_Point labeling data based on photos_
━━━━━━
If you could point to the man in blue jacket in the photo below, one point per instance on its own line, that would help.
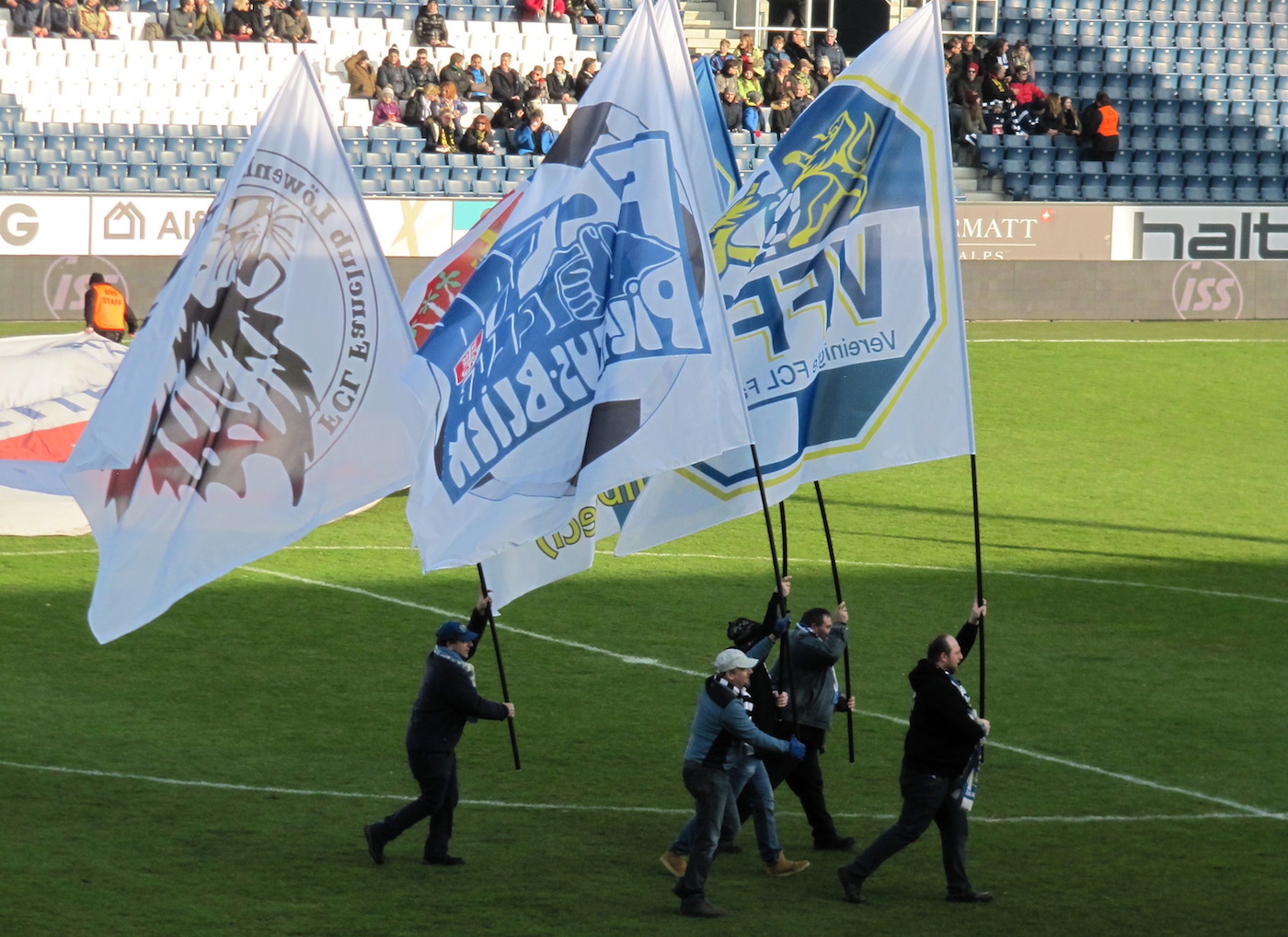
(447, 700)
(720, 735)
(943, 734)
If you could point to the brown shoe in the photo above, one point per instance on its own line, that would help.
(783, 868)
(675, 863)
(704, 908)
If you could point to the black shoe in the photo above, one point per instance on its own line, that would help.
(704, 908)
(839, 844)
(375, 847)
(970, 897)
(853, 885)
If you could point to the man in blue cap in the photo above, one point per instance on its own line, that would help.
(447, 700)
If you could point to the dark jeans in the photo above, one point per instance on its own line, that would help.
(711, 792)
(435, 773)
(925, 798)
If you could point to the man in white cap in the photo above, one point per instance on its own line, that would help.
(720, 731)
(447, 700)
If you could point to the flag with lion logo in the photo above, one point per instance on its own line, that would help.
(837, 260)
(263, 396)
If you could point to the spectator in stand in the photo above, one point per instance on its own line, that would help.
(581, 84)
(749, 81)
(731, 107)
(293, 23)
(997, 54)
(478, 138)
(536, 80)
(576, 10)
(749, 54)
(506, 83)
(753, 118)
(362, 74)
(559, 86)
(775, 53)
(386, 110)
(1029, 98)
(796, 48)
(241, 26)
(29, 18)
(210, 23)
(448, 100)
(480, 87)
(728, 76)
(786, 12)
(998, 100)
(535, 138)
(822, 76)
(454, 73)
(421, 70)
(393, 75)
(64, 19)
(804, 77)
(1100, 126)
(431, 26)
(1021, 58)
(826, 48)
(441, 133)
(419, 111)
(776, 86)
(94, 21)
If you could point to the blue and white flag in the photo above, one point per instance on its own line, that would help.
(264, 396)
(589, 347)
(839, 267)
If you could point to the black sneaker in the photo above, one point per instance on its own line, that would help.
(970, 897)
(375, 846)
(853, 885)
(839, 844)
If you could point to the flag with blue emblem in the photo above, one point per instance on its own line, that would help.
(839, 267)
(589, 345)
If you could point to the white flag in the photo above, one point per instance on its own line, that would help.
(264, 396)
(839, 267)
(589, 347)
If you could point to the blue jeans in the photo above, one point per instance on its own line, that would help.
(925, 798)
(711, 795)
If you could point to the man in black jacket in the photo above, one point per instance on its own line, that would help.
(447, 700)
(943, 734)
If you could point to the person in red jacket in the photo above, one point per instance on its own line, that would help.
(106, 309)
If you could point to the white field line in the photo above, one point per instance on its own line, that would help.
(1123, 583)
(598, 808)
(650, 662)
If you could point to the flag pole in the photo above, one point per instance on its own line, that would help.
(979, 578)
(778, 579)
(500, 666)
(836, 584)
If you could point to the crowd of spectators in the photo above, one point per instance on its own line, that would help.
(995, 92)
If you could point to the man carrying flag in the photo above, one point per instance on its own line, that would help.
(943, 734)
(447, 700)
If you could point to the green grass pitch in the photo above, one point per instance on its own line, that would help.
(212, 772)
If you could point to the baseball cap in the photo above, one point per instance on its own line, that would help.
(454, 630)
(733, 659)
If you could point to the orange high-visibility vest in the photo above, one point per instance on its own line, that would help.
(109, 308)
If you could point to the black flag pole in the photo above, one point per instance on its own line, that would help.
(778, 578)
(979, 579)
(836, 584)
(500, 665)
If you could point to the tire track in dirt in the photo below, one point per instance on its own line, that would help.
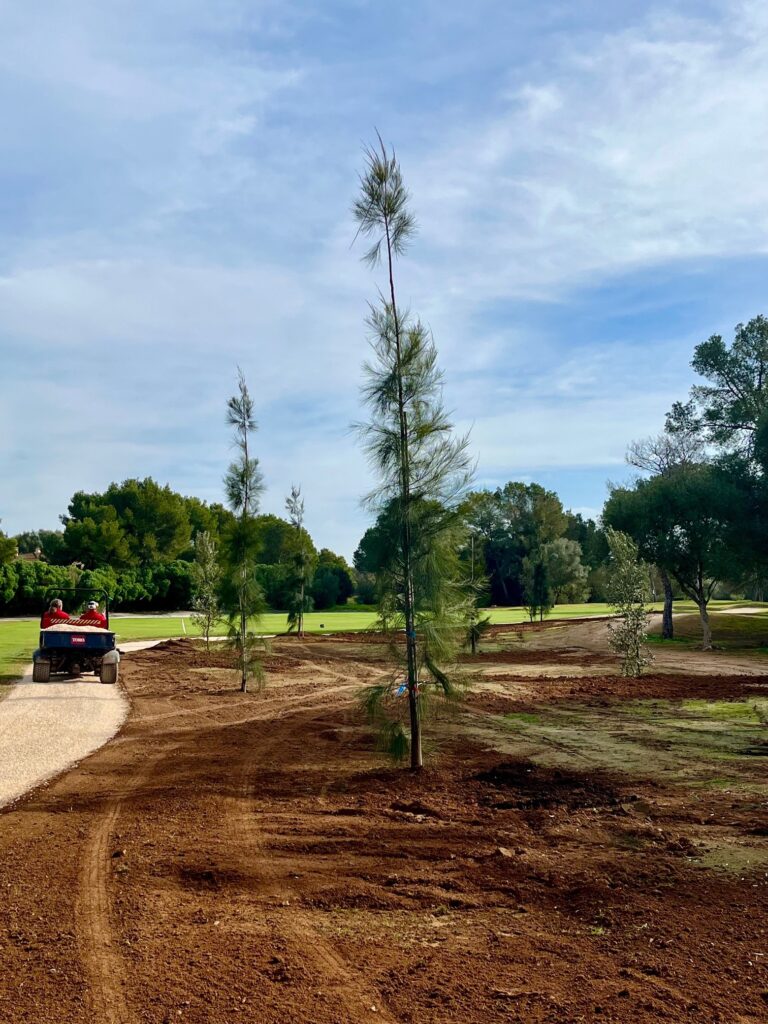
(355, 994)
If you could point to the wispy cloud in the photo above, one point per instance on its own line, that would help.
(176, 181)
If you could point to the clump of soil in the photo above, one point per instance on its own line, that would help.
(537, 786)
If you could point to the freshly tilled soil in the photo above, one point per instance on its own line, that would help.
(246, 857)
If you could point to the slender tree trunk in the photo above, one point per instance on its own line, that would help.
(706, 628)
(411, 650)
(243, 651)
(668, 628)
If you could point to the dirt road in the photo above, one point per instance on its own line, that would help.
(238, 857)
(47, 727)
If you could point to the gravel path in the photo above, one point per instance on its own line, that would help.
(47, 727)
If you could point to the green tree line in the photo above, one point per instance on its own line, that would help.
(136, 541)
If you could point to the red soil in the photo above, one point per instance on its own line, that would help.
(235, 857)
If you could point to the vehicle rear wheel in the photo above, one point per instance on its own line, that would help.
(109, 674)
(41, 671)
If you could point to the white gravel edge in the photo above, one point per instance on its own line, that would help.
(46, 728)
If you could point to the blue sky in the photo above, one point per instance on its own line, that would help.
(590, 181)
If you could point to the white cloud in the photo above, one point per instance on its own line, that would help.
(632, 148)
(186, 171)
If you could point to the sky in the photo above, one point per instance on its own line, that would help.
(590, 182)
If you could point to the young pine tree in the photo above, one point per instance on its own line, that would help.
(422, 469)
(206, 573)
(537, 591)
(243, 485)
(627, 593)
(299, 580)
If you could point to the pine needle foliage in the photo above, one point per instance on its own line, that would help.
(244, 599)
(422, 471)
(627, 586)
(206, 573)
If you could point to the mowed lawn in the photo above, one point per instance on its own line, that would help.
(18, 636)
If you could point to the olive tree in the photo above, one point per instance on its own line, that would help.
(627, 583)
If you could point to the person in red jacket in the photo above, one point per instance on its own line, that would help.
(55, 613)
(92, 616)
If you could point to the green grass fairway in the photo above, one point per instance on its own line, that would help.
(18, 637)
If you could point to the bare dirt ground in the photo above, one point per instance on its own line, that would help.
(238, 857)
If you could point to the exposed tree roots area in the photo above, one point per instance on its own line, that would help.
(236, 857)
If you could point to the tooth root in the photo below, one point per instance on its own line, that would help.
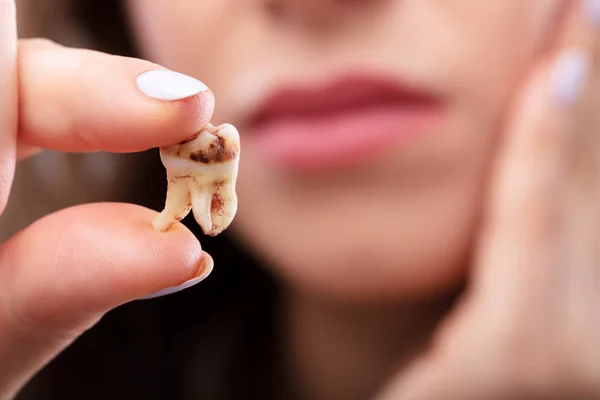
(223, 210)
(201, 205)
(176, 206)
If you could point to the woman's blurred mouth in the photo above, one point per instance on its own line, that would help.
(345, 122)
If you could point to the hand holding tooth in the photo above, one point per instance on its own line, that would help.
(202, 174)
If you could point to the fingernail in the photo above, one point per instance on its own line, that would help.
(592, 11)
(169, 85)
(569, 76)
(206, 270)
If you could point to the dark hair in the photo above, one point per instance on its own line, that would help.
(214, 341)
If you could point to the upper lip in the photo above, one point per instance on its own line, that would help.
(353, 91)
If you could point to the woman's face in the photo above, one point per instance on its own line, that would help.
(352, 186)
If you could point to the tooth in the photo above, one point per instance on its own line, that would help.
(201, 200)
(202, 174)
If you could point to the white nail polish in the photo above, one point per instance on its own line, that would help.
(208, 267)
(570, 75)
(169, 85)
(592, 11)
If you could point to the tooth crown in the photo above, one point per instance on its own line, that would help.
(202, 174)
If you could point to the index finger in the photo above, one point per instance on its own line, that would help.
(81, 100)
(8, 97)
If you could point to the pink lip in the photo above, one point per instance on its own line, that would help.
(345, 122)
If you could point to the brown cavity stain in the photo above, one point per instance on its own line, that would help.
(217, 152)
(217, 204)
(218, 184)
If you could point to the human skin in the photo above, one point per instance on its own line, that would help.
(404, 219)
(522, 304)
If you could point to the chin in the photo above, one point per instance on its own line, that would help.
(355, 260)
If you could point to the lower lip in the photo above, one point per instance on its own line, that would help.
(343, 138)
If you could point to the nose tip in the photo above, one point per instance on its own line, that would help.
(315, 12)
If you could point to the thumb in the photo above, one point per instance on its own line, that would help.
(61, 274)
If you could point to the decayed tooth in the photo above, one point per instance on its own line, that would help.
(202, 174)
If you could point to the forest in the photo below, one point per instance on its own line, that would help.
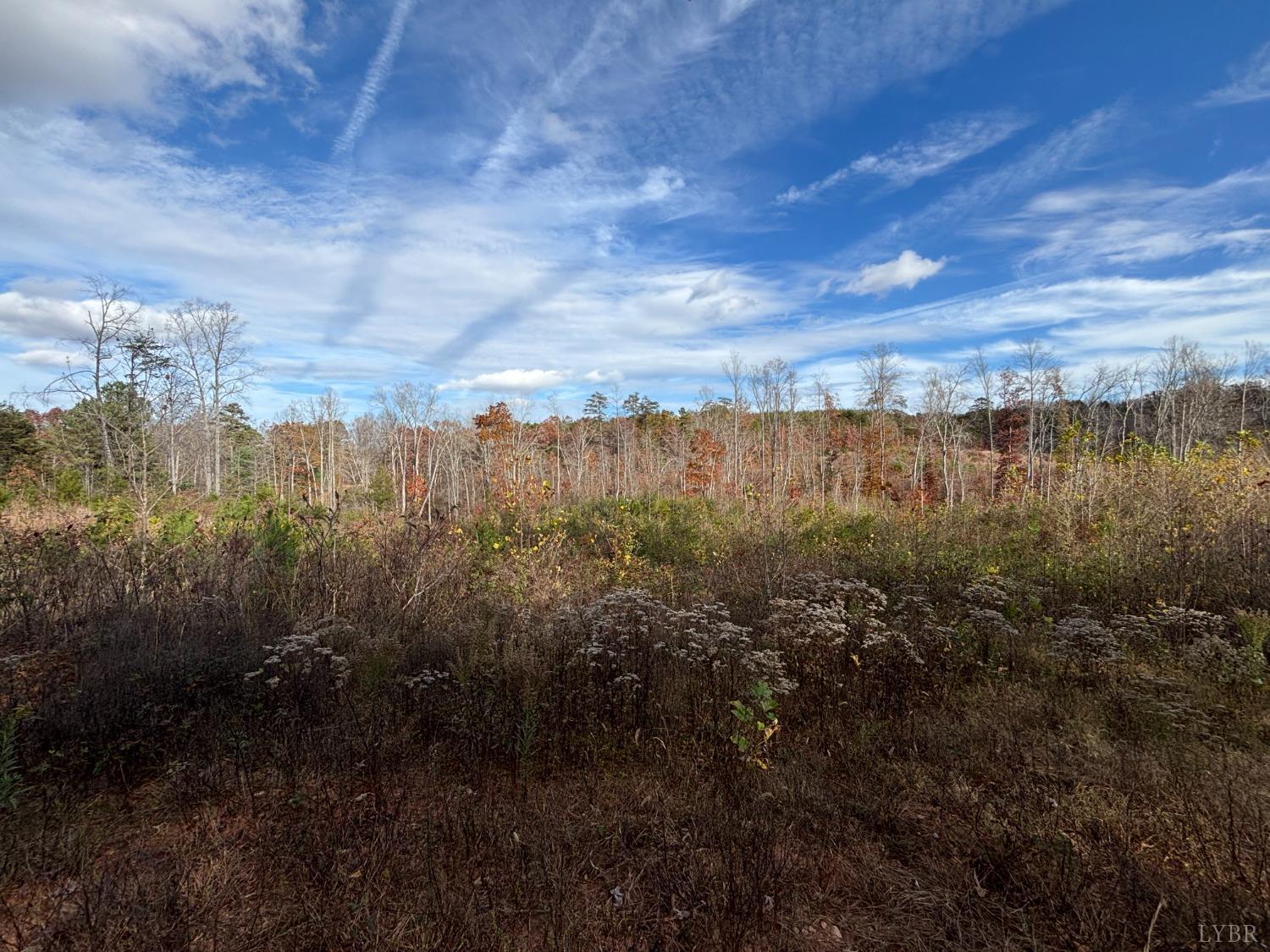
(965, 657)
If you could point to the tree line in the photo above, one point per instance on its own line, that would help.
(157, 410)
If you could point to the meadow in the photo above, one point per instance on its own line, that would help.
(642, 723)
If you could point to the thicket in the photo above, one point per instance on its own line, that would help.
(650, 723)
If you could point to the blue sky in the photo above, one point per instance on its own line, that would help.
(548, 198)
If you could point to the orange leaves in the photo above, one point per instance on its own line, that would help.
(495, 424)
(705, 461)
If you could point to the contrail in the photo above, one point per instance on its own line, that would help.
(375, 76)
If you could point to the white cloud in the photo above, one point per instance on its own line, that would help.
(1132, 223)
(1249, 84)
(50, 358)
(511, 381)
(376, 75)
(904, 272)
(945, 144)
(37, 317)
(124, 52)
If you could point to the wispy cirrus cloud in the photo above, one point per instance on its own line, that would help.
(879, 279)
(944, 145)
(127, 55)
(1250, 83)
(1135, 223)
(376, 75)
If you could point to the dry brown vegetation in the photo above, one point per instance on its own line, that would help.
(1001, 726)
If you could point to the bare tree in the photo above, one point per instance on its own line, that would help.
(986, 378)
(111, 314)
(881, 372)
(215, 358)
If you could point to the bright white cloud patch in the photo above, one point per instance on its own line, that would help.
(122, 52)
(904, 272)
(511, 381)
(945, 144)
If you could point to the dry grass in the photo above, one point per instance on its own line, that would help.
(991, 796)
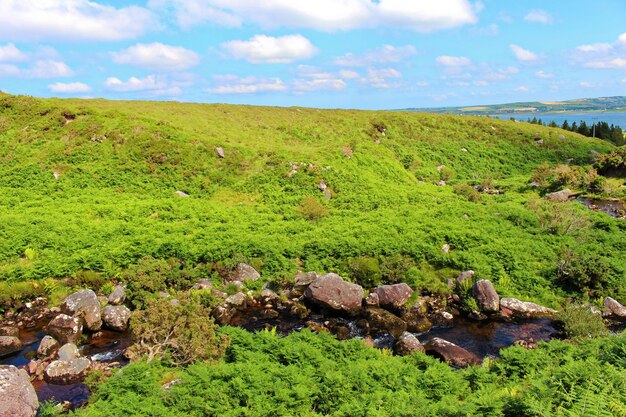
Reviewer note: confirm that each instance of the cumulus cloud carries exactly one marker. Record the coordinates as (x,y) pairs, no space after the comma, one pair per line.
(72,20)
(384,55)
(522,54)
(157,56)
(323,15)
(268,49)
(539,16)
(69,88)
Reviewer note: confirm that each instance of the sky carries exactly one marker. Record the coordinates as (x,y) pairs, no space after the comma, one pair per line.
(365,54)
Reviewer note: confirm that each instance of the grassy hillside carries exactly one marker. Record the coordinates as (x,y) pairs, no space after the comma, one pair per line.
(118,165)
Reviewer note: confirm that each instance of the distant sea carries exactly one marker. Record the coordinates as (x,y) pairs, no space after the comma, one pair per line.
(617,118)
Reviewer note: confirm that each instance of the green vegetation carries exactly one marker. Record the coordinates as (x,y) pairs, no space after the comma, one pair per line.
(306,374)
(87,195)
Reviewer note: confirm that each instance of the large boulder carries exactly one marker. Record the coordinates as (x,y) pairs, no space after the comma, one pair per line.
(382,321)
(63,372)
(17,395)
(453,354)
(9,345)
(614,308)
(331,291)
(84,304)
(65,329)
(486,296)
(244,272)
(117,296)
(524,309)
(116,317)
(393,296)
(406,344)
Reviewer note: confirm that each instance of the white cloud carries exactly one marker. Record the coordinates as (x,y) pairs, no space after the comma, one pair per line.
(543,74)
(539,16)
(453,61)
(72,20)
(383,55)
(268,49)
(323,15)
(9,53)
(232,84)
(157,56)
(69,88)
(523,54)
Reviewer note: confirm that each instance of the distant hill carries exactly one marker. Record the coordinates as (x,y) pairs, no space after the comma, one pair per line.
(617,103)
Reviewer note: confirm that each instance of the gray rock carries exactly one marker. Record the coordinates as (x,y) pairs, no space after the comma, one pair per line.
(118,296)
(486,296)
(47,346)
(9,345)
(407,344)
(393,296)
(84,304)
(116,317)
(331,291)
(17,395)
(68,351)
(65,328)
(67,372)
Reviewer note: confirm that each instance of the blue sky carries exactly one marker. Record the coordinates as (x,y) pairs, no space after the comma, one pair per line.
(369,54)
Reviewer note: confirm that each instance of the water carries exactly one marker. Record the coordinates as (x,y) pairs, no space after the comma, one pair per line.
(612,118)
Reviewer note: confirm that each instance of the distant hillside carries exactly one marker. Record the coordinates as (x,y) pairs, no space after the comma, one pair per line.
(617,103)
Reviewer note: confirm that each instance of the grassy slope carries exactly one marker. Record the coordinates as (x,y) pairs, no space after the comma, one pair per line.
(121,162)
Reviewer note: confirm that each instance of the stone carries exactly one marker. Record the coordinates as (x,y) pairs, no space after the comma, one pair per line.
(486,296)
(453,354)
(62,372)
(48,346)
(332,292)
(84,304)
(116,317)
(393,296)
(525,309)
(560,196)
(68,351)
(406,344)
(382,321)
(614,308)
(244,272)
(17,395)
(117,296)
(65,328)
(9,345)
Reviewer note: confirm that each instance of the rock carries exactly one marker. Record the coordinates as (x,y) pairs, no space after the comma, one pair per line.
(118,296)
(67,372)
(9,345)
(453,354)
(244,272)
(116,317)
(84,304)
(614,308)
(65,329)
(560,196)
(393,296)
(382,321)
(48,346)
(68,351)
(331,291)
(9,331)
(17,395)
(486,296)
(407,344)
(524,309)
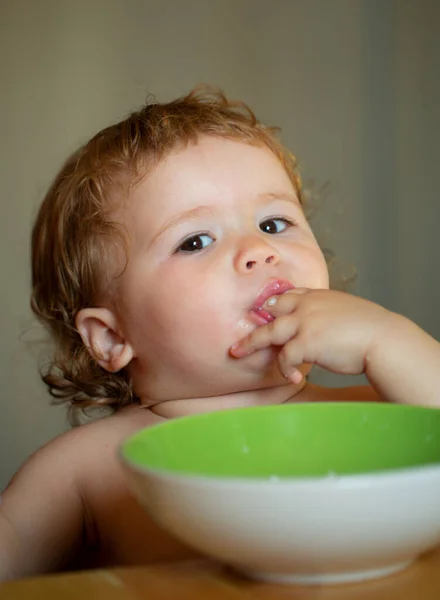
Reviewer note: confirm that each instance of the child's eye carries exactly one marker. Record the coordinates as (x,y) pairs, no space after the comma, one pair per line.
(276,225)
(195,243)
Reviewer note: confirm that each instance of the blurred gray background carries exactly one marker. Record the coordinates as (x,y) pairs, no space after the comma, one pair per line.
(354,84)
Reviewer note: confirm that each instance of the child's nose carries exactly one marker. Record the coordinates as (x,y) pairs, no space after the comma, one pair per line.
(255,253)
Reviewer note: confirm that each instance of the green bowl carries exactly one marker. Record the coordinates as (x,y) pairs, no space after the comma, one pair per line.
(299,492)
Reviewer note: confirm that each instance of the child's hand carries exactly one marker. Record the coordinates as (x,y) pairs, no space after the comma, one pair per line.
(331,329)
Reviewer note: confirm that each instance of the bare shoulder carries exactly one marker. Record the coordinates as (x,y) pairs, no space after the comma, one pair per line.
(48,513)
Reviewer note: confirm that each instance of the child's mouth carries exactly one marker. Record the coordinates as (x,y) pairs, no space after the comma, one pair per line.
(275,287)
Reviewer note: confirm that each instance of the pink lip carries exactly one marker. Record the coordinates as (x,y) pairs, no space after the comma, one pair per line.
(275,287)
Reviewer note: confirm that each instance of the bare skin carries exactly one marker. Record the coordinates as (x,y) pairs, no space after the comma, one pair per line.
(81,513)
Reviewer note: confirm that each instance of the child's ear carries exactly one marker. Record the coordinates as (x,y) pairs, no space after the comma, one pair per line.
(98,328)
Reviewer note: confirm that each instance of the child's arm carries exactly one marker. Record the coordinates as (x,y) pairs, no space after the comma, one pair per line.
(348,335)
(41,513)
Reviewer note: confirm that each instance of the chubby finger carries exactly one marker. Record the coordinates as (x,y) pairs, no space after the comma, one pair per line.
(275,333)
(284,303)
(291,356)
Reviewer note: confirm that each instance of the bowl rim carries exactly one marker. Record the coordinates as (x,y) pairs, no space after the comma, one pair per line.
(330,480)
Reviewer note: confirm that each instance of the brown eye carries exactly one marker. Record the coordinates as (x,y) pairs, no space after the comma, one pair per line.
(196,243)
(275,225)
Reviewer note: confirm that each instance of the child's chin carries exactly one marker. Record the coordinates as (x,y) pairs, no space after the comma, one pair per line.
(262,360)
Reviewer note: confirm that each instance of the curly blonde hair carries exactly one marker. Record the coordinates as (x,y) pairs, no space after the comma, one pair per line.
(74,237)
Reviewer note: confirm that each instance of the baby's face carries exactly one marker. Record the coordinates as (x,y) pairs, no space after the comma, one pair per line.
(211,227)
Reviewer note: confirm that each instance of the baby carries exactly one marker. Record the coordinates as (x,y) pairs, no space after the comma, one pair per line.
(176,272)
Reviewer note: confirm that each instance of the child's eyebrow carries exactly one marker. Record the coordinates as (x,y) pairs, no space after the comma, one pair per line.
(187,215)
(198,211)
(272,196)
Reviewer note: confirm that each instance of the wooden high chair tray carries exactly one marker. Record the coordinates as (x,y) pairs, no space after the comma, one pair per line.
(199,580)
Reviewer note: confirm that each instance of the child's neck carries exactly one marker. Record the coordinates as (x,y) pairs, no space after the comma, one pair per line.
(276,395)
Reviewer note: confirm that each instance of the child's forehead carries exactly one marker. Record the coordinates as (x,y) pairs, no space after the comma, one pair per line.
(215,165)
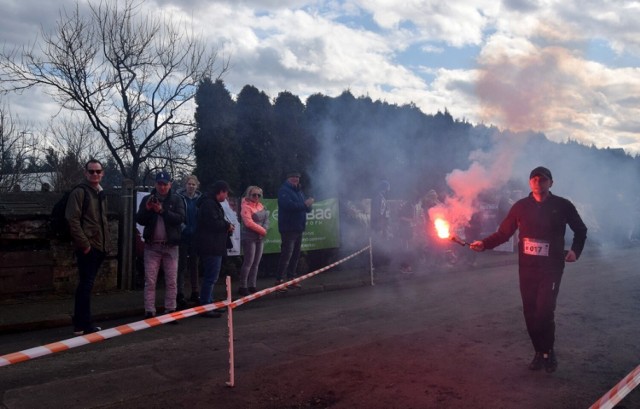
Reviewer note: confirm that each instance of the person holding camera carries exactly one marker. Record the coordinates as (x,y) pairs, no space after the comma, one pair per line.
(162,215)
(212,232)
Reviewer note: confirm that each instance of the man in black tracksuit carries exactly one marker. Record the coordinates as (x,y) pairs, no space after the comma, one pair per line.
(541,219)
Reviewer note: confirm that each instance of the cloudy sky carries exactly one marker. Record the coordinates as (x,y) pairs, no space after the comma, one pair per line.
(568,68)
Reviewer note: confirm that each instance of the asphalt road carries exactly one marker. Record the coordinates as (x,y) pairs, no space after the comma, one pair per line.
━━━━━━
_Written request_
Retype the lines of the entries from the line containing "If you could point to the forest" through the line containing "(1001, 726)", including both of those lines. Leave any pictures out of your copy.

_Task answer_
If you could point to the forest in the photo below, one point per instance on its own line, that would help.
(965, 657)
If you could point to the tree line in the photo above, one point per instance on its own line, that would help.
(157, 410)
If you could point to the meadow in the photo above, one point per instance on its own line, that would help.
(642, 723)
If you could point to the thicket in the photo above, one point per instance on its own line, that would help.
(650, 723)
If you could point to the blue sky in the photo above, one point per instance on its own line, that would help.
(548, 198)
If you could point to the orange leaves in the photo above, one point per instance on its own line, that would help.
(495, 424)
(705, 461)
If you could point to the contrail in the photo above, one point per instance on its own line, that would help.
(375, 76)
If you could point to the white cloud in the photo above, one point per instance on its own line, that would help.
(1132, 223)
(1249, 84)
(50, 358)
(511, 381)
(376, 75)
(904, 272)
(945, 144)
(37, 317)
(124, 52)
If you could point to the wispy cirrus cloud in the photo above, one point per instance on its own line, that would help.
(879, 279)
(944, 145)
(127, 55)
(1250, 83)
(1135, 223)
(376, 75)
If you could point to the dry brown vegetation in the photo above, one point per instance on its own line, that would help.
(1001, 726)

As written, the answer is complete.